> [Reading text]:
After spending $1 billion to buy Charlotte’s Ballantyne office park in 2017, Northwood Office has spent many millions of dollars more to reinvigorate the 535-acres development that is home to dozens of employers.
The major capital investments include taking out a golf course to make room for buildings and more greenspace. And, the owners are taking some simple, low-cost steps to make the region’s biggest suburban office park distinctive.
Like adding bees.
In 2021, Northwood formed a partnership with local beekeeper Robert Suydam to install six beehives at the development, which includes 4.4 million square feet of office space.
“This feeds into the think globally, act locally concept,” says Allyssa Calderhead, who joined Northwood as a sustainability analyst last year. “What’s important in the Charlotte metro area is local agriculture and overall health. Honeybees are a cornerstone species, and they touch a lot of our lives.”
Suydam’s day job is in banking, but his other passions include managing beehives in the Charlotte area and producing honey. The Charlotte native first saw the pollination benefits of bees while working at a community garden.
He started Paddington Honey in 2017 and now oversees several apiaries in the Charlotte area. That includes installations at public parks and atop hotels.

> [Source information]:
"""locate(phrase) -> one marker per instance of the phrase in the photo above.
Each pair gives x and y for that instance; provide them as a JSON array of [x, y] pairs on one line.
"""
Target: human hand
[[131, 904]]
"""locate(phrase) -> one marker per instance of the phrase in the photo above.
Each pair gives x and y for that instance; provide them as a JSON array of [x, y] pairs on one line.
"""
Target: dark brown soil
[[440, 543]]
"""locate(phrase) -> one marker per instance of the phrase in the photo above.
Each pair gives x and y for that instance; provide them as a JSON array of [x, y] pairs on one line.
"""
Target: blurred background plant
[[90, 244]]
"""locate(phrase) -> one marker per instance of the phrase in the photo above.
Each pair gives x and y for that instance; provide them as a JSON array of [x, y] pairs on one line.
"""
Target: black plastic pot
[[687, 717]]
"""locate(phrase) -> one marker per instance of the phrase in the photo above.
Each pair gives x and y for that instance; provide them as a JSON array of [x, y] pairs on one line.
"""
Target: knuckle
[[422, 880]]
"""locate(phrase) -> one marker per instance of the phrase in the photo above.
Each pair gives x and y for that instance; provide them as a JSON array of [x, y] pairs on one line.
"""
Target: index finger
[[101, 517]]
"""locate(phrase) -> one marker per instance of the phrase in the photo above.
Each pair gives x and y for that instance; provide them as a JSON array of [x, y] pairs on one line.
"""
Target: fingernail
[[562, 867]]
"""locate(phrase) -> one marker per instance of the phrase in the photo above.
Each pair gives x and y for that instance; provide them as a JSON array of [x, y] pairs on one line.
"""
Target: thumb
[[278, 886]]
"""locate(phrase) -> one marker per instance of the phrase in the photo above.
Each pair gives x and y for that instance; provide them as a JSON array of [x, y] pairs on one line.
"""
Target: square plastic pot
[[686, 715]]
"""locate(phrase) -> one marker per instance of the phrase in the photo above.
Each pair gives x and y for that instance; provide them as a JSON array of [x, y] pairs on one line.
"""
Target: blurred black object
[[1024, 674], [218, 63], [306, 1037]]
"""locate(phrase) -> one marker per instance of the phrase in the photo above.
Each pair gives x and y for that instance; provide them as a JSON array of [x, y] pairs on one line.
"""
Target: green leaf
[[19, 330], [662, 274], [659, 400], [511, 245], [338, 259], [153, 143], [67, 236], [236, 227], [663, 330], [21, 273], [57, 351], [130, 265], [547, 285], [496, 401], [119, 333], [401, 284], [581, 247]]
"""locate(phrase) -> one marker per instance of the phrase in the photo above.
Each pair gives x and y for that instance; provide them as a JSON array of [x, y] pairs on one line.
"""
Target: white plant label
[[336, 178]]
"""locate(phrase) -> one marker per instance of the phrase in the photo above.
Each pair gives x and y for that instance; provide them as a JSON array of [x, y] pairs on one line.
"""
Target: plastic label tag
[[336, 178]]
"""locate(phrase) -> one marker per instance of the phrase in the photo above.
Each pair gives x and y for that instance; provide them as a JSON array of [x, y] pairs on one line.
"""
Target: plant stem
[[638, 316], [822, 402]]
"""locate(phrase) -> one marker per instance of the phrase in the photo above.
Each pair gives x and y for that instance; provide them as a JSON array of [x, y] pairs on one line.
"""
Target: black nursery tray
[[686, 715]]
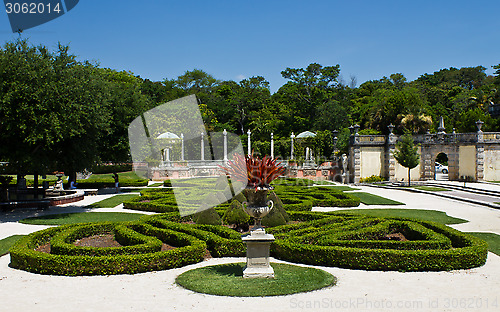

> [Exercise aim]: According to the Ballantyne office park article, how many beehives did Northwood install at the development? Rely only on the Ballantyne office park article, not on the listing.

> [Result below]: Six beehives.